» **課題と演習**:
- A) 新生児の終末期看護に関する報告のうち、「[TRP1-3] 術後に終末」から「たことにつながったと考える。」までをそのまま書き写しなさい。
- B) 新生児の終末期看護に関する報告に基づき、次の問いに答えなさい。
(i) 心内修復手術が行われたのは日齢いくつか。
(ii) 両親が毎日面会できるようになったのは、誰の協力を得たからか。
(iii) 家族との誕生会が行われたのはいつか。

======== ページ抜粋

[TRP1-3] 術後に終末期医療を必要とした新生児の家族への看護~意思決定を支えたもの~
Keywords:新生児, 術後, 終末期ケア
【はじめに】今回、私達は、出生後に児の疾患が判明、新生児早期の術後に、家族が児の終末期に向き合う過程を振り返り、家族の意思決定を支えた看護実践について報告する。なお、この報告は、当院倫理委員会の承認を得ている。【事例概要】日齢12で先天性心疾患に対し、心内修復手術。術後より補助循環を必要とした。術後1週間経過しても状態の回復が見込めず、両親へは生命維持が厳しいことが説明された。しかし、術後児が元気になると期待していた両親は厳しい状況を受け止められずにいた。【実践結果】1)面会調整:現状では、両親の気持ちに寄り添い、高度専門治療を提供、家族とのケアを通し、児にとっての最善について、共に考える必要があった。そのため、術前より少なかった両親の面会を増やせるよう面会時間の調整をするだけでなく、父の仕事調整と同胞の育児支援依頼について提案した。2)家族と共に考えるケアの提供:両親は遠方に住む祖父母の協力を得て、毎日面会可能となった。児が頑張れるよう、家族の希望も取り入れ、清拭・写真撮影・母乳の口腔内塗布を行った。また生後1か月を祝いたいという家族の希望を叶えることを目標とした。家族の一員である同胞面会も緩和した。3)誕生会の開催:毎日面会する家族は、ケアを共に行う中で、児の外見の悪化等から厳しい状況を受け止め、家族に見守られ最後の時を迎えたい思いを表出。生後1か月の日に、家族との盛大な誕生会を行った。その後、補助循環離脱を意思決定し、児は大勢の家族の中で永眠された。【考察】急性期にある子どもの看取りに関するケアは、高度専門治療の提供と平行して行い、子どもと家族が持てる時間を最大限確保し、よりよく過ごせるよう家族と共に考え、ケア実践する必要がある。今回、面会調整を行い、家族と共にケアを行えたことが、家族の児の終末期を受容するプロセスを支え、意思決定できたことにつながったと考える。

================
======== データ抜粋

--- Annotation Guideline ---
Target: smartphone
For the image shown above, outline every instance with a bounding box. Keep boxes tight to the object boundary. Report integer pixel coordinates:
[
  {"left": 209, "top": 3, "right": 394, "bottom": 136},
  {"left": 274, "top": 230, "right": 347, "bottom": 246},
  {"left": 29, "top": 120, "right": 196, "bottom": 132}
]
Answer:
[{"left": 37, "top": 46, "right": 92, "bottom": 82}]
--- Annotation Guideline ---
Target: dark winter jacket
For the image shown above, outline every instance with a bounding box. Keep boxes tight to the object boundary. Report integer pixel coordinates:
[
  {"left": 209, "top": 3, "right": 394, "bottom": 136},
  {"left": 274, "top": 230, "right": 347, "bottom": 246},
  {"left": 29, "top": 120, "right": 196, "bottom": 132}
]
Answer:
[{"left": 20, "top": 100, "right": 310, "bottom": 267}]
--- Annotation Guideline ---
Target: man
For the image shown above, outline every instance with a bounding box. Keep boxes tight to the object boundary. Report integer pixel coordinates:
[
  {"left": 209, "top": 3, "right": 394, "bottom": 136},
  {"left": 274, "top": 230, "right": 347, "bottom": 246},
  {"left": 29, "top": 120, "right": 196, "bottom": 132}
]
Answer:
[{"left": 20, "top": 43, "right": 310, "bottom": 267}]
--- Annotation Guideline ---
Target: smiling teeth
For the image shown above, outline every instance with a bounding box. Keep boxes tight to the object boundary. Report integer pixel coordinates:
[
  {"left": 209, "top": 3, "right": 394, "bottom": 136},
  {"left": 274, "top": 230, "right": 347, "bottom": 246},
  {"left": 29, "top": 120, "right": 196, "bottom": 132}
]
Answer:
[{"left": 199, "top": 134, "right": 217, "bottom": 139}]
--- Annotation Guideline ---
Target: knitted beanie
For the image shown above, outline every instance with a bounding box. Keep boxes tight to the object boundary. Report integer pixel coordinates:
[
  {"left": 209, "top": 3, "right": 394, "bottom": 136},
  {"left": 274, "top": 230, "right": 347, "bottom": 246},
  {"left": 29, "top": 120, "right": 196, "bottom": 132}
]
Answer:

================

» **設問別解答**:
- A)
[TRP1-3] 術後に終末期医療を必要とした新生児の家族への看護~意思決定を支えたもの~
Keywords:新生児, 術後, 終末期ケア
【はじめに】今回、私達は、出生後に児の疾患が判明、新生児早期の術後に、家族が児の終末期に向き合う過程を振り返り、家族の意思決定を支えた看護実践について報告する。なお、この報告は、当院倫理委員会の承認を得ている。【事例概要】日齢12で先天性心疾患に対し、心内修復手術。術後より補助循環を必要とした。術後1週間経過しても状態の回復が見込めず、両親へは生命維持が厳しいことが説明された。しかし、術後児が元気になると期待していた両親は厳しい状況を受け止められずにいた。【実践結果】1)面会調整:現状では、両親の気持ちに寄り添い、高度専門治療を提供、家族とのケアを通し、児にとっての最善について、共に考える必要があった。そのため、術前より少なかった両親の面会を増やせるよう面会時間の調整をするだけでなく、父の仕事調整と同胞の育児支援依頼について提案した。2)家族と共に考えるケアの提供:両親は遠方に住む祖父母の協力を得て、毎日面会可能となった。児が頑張れるよう、家族の希望も取り入れ、清拭・写真撮影・母乳の口腔内塗布を行った。また生後1か月を祝いたいという家族の希望を叶えることを目標とした。家族の一員である同胞面会も緩和した。3)誕生会の開催:毎日面会する家族は、ケアを共に行う中で、児の外見の悪化等から厳しい状況を受け止め、家族に見守られ最後の時を迎えたい思いを表出。生後1か月の日に、家族との盛大な誕生会を行った。その後、補助循環離脱を意思決定し、児は大勢の家族の中で永眠された。【考察】急性期にある子どもの看取りに関するケアは、高度専門治療の提供と平行して行い、子どもと家族が持てる時間を最大限確保し、よりよく過ごせるよう家族と共に考え、ケア実践する必要がある。今回、面会調整を行い、家族と共にケアを行えたことが、家族の児の終末期を受容するプロセスを支え、意思決定できたことにつながったと考える。

- B)
(i) 日齢12
(ii) 遠方に住む祖父母
(iii) 生後1か月の日